PROBLEM DETAILS
Gather every line of the listing below that contains the word "dirt".

##### DATA TO PROCESS

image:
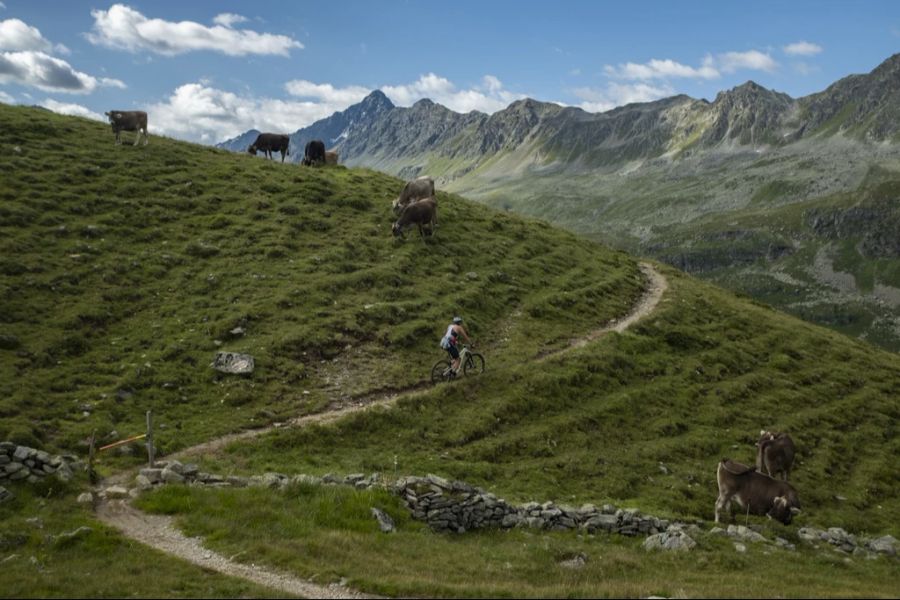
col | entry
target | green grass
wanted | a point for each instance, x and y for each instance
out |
(328, 533)
(40, 561)
(694, 383)
(123, 270)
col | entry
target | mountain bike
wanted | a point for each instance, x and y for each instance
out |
(471, 363)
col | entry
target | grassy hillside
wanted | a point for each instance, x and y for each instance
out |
(124, 270)
(742, 219)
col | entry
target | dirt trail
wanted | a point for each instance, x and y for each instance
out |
(159, 532)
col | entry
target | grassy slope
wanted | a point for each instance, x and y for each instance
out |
(670, 210)
(123, 270)
(121, 267)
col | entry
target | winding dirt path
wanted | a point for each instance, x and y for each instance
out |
(159, 532)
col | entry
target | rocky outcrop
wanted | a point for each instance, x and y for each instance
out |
(456, 507)
(21, 463)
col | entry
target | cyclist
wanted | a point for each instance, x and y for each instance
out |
(450, 340)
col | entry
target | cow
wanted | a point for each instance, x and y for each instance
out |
(754, 492)
(421, 213)
(414, 190)
(314, 153)
(270, 143)
(129, 120)
(775, 454)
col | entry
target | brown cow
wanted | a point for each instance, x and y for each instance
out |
(129, 120)
(417, 189)
(314, 153)
(754, 492)
(421, 213)
(775, 454)
(270, 143)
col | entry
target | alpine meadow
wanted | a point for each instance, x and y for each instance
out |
(613, 385)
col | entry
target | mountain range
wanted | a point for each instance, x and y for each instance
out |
(735, 190)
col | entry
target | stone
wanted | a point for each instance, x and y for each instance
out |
(64, 472)
(233, 363)
(385, 522)
(576, 562)
(884, 545)
(78, 533)
(154, 474)
(23, 453)
(116, 491)
(170, 476)
(810, 534)
(13, 467)
(674, 540)
(745, 534)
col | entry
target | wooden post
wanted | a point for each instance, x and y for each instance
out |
(150, 450)
(91, 476)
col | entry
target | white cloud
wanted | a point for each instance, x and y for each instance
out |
(752, 59)
(202, 113)
(325, 92)
(711, 67)
(663, 69)
(617, 94)
(16, 35)
(40, 70)
(72, 109)
(803, 49)
(122, 27)
(229, 19)
(488, 97)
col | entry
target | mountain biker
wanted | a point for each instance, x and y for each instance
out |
(450, 340)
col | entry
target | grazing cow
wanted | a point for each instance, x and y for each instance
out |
(129, 120)
(774, 454)
(314, 154)
(754, 492)
(414, 190)
(421, 213)
(270, 143)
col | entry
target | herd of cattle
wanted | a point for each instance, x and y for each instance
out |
(753, 488)
(416, 205)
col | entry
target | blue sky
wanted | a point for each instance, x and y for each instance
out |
(206, 71)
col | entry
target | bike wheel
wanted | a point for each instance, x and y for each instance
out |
(474, 364)
(439, 371)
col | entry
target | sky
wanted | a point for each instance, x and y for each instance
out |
(208, 71)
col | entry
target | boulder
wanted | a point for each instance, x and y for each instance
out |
(233, 362)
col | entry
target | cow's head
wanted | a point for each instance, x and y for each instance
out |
(783, 510)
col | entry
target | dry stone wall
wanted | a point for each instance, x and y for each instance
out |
(457, 507)
(21, 463)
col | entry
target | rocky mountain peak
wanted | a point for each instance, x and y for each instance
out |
(377, 100)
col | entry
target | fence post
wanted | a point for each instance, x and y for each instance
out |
(91, 475)
(150, 450)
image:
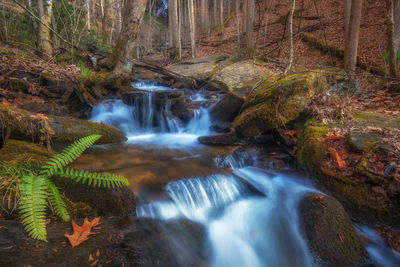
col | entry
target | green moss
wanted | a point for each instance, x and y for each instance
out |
(276, 103)
(357, 197)
(23, 152)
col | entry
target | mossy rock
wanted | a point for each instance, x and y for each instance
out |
(28, 126)
(243, 75)
(274, 104)
(23, 152)
(375, 119)
(332, 237)
(357, 197)
(199, 68)
(14, 84)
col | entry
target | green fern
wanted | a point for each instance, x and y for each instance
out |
(68, 155)
(32, 206)
(35, 190)
(106, 180)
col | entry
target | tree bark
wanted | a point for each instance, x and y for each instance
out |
(347, 11)
(391, 37)
(192, 27)
(397, 25)
(45, 8)
(121, 59)
(250, 24)
(291, 53)
(352, 38)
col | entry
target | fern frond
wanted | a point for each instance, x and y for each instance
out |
(68, 155)
(32, 205)
(105, 180)
(56, 201)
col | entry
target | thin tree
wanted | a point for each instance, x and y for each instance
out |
(352, 38)
(45, 9)
(121, 59)
(291, 52)
(250, 24)
(391, 38)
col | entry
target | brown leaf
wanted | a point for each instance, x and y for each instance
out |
(81, 233)
(334, 136)
(340, 162)
(341, 237)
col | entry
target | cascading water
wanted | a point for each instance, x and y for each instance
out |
(146, 122)
(251, 216)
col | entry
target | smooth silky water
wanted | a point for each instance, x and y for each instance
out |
(250, 215)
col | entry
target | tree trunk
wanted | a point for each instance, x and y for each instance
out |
(250, 24)
(291, 53)
(119, 17)
(192, 27)
(44, 39)
(397, 25)
(347, 11)
(391, 43)
(238, 22)
(121, 59)
(350, 52)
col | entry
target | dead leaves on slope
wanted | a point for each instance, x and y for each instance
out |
(82, 233)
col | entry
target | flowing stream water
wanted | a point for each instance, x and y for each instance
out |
(250, 214)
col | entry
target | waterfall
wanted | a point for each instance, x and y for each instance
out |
(149, 118)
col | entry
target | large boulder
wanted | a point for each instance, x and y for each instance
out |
(199, 68)
(24, 125)
(332, 237)
(243, 75)
(105, 201)
(275, 104)
(359, 189)
(227, 108)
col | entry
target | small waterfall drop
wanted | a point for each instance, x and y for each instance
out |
(148, 121)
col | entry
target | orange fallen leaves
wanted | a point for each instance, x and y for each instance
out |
(334, 136)
(334, 154)
(81, 233)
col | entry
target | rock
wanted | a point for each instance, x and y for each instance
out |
(375, 119)
(105, 201)
(56, 87)
(274, 104)
(358, 197)
(178, 242)
(331, 235)
(24, 152)
(183, 110)
(242, 75)
(227, 108)
(200, 68)
(15, 84)
(63, 131)
(226, 139)
(49, 107)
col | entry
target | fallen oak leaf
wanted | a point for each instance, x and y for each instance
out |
(340, 162)
(81, 233)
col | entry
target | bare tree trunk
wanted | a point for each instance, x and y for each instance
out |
(121, 59)
(45, 8)
(391, 45)
(291, 53)
(350, 53)
(192, 27)
(238, 22)
(397, 25)
(119, 17)
(250, 24)
(347, 11)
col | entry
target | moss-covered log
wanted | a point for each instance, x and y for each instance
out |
(23, 125)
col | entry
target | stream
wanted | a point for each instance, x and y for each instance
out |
(250, 214)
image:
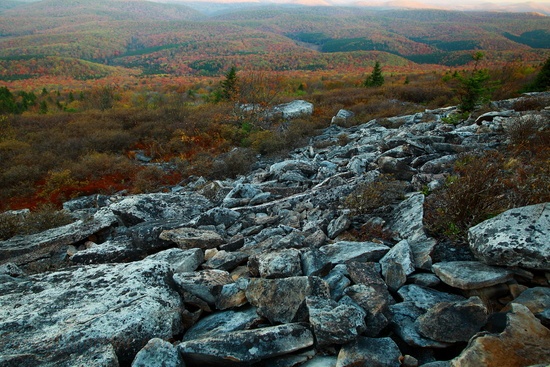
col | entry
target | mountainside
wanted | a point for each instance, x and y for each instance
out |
(160, 38)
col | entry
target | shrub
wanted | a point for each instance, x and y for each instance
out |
(369, 197)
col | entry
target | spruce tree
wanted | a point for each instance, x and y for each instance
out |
(376, 79)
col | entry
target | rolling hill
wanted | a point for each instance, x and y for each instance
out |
(170, 38)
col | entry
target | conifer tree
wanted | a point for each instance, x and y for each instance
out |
(376, 79)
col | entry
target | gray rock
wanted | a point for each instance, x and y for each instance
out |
(397, 264)
(537, 300)
(470, 274)
(267, 296)
(48, 249)
(224, 260)
(334, 323)
(337, 226)
(246, 347)
(181, 261)
(148, 207)
(280, 264)
(375, 300)
(205, 284)
(216, 216)
(342, 117)
(115, 250)
(293, 109)
(372, 352)
(343, 251)
(425, 298)
(222, 323)
(406, 223)
(524, 342)
(187, 238)
(453, 322)
(53, 315)
(314, 262)
(158, 353)
(517, 237)
(403, 317)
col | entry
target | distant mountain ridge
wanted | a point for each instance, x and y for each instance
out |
(175, 39)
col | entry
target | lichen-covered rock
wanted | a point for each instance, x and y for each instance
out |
(246, 347)
(158, 353)
(372, 352)
(524, 342)
(517, 237)
(48, 249)
(148, 207)
(283, 300)
(343, 251)
(334, 323)
(52, 316)
(397, 264)
(470, 274)
(453, 322)
(187, 238)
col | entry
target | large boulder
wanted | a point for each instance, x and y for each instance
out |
(246, 347)
(517, 237)
(51, 316)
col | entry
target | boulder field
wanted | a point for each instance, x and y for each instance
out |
(261, 270)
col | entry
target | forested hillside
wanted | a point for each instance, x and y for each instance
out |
(153, 38)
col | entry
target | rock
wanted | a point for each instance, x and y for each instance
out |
(453, 322)
(205, 284)
(148, 207)
(342, 117)
(537, 300)
(266, 294)
(292, 109)
(343, 251)
(187, 238)
(375, 301)
(397, 264)
(52, 316)
(116, 250)
(48, 249)
(406, 223)
(158, 353)
(181, 261)
(403, 317)
(280, 264)
(524, 342)
(334, 323)
(222, 323)
(246, 347)
(425, 298)
(337, 226)
(470, 274)
(372, 352)
(517, 237)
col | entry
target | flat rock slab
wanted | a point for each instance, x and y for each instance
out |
(48, 249)
(52, 316)
(187, 238)
(344, 251)
(283, 300)
(524, 342)
(375, 352)
(149, 207)
(245, 347)
(517, 237)
(470, 274)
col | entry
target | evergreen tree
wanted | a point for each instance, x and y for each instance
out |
(376, 79)
(229, 85)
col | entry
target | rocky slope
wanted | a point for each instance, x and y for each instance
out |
(260, 270)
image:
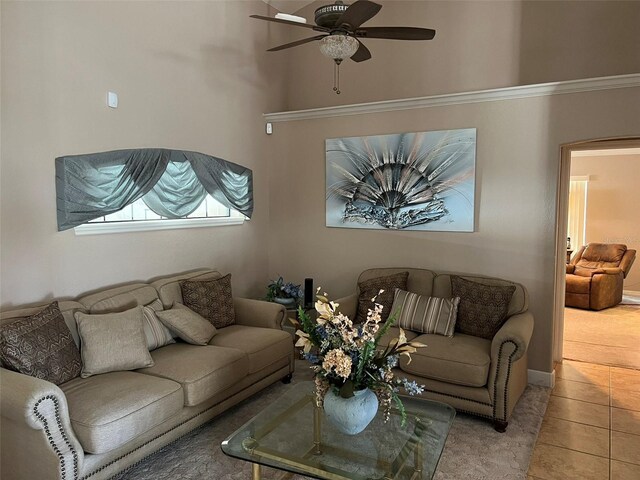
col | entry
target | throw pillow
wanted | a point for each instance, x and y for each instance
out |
(187, 324)
(41, 346)
(483, 308)
(423, 314)
(110, 342)
(156, 334)
(370, 288)
(211, 299)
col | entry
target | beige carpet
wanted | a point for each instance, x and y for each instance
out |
(607, 337)
(474, 450)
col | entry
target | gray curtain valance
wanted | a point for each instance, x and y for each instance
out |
(172, 183)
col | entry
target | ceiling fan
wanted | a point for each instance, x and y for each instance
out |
(341, 31)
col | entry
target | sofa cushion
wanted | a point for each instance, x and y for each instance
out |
(155, 332)
(202, 371)
(263, 346)
(424, 314)
(483, 308)
(392, 334)
(112, 341)
(578, 284)
(41, 345)
(210, 298)
(370, 288)
(108, 410)
(461, 359)
(187, 324)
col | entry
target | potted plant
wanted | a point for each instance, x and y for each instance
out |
(352, 371)
(284, 293)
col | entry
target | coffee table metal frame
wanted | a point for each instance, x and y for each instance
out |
(413, 447)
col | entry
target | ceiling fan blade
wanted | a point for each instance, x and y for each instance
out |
(397, 33)
(361, 54)
(289, 22)
(358, 13)
(296, 43)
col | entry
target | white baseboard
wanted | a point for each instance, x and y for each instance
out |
(544, 379)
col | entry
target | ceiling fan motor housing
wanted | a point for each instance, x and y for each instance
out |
(328, 15)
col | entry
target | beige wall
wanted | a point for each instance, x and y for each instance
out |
(613, 200)
(518, 147)
(478, 45)
(190, 75)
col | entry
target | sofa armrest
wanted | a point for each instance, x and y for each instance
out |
(37, 438)
(611, 271)
(509, 346)
(518, 330)
(348, 306)
(258, 313)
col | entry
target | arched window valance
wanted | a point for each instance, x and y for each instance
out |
(171, 182)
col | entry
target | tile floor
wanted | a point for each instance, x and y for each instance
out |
(591, 430)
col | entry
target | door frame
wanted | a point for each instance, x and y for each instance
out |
(562, 209)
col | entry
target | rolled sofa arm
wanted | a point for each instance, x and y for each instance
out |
(518, 330)
(508, 375)
(37, 438)
(258, 313)
(348, 306)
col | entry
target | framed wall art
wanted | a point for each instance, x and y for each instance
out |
(405, 181)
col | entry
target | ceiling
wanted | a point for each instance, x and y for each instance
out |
(288, 6)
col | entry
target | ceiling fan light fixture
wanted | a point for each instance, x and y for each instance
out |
(339, 46)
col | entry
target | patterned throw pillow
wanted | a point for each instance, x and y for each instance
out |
(211, 299)
(188, 325)
(155, 332)
(423, 314)
(483, 308)
(41, 346)
(370, 288)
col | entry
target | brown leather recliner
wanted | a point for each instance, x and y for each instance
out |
(595, 275)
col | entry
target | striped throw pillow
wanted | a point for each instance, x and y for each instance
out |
(155, 332)
(420, 313)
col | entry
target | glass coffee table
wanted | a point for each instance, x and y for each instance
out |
(293, 435)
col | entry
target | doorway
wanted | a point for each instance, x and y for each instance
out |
(582, 324)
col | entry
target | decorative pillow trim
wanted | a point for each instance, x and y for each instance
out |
(60, 434)
(420, 313)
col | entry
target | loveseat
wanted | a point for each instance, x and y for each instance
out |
(95, 427)
(485, 377)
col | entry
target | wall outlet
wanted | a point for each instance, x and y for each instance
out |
(112, 99)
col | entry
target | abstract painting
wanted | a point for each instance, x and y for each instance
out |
(405, 181)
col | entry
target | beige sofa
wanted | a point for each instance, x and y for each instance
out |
(93, 428)
(472, 374)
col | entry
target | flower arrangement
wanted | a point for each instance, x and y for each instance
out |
(347, 357)
(282, 289)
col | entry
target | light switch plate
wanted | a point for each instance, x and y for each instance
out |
(112, 99)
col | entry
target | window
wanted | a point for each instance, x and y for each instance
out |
(139, 217)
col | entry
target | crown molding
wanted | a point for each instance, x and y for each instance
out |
(496, 94)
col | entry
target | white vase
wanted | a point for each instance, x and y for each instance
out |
(351, 415)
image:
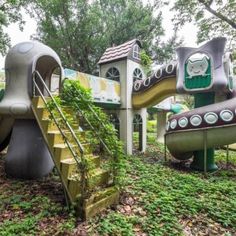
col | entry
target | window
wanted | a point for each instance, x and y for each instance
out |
(137, 75)
(113, 74)
(136, 52)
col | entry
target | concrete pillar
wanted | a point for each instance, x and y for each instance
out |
(161, 125)
(126, 129)
(143, 114)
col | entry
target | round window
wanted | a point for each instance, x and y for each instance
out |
(113, 74)
(137, 74)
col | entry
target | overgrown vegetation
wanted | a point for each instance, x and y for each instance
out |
(158, 199)
(80, 100)
(99, 131)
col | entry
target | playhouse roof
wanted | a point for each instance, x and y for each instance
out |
(118, 52)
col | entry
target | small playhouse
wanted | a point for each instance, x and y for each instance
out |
(119, 68)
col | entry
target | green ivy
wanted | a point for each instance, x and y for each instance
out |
(146, 61)
(80, 101)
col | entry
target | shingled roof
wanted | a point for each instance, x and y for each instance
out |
(118, 52)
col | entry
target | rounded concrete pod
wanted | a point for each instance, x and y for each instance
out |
(21, 61)
(28, 156)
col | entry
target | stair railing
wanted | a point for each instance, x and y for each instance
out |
(36, 76)
(113, 155)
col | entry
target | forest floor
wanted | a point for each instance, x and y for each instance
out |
(159, 198)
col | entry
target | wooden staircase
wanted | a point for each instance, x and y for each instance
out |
(100, 192)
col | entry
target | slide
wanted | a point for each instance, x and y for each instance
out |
(206, 126)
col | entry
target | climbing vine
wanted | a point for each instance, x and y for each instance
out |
(80, 101)
(146, 62)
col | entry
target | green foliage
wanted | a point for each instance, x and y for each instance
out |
(213, 18)
(80, 31)
(146, 61)
(165, 200)
(9, 13)
(151, 126)
(116, 224)
(80, 100)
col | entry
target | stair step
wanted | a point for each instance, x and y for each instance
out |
(98, 177)
(38, 101)
(55, 138)
(49, 126)
(92, 161)
(99, 201)
(61, 152)
(42, 113)
(68, 168)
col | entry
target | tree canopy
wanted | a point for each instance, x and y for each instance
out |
(9, 13)
(213, 17)
(80, 31)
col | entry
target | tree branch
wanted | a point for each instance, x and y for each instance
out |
(217, 14)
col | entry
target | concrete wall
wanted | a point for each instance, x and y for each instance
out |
(126, 113)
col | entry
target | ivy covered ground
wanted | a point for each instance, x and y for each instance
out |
(158, 199)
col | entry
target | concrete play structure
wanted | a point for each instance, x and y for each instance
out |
(36, 142)
(207, 73)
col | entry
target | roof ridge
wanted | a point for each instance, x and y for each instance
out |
(118, 52)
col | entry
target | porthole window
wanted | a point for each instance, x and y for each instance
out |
(136, 52)
(113, 74)
(137, 74)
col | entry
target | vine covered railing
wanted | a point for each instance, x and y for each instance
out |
(101, 132)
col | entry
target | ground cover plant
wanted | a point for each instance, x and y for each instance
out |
(159, 199)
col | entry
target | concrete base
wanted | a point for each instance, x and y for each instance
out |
(161, 126)
(28, 156)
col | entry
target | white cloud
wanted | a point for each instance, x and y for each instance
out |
(188, 32)
(18, 36)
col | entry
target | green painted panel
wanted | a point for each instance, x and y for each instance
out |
(198, 81)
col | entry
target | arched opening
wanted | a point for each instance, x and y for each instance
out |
(50, 71)
(113, 74)
(137, 75)
(116, 122)
(136, 52)
(138, 132)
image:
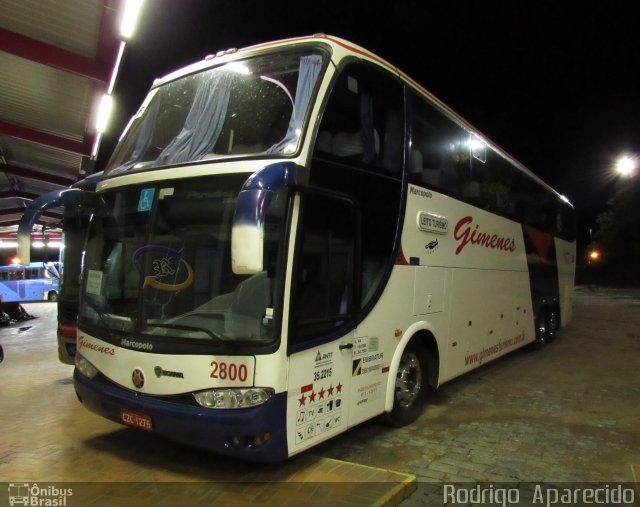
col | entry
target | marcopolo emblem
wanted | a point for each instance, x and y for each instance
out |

##########

EXPECTED ANSWER
target | dirt trail
target | winding dirt path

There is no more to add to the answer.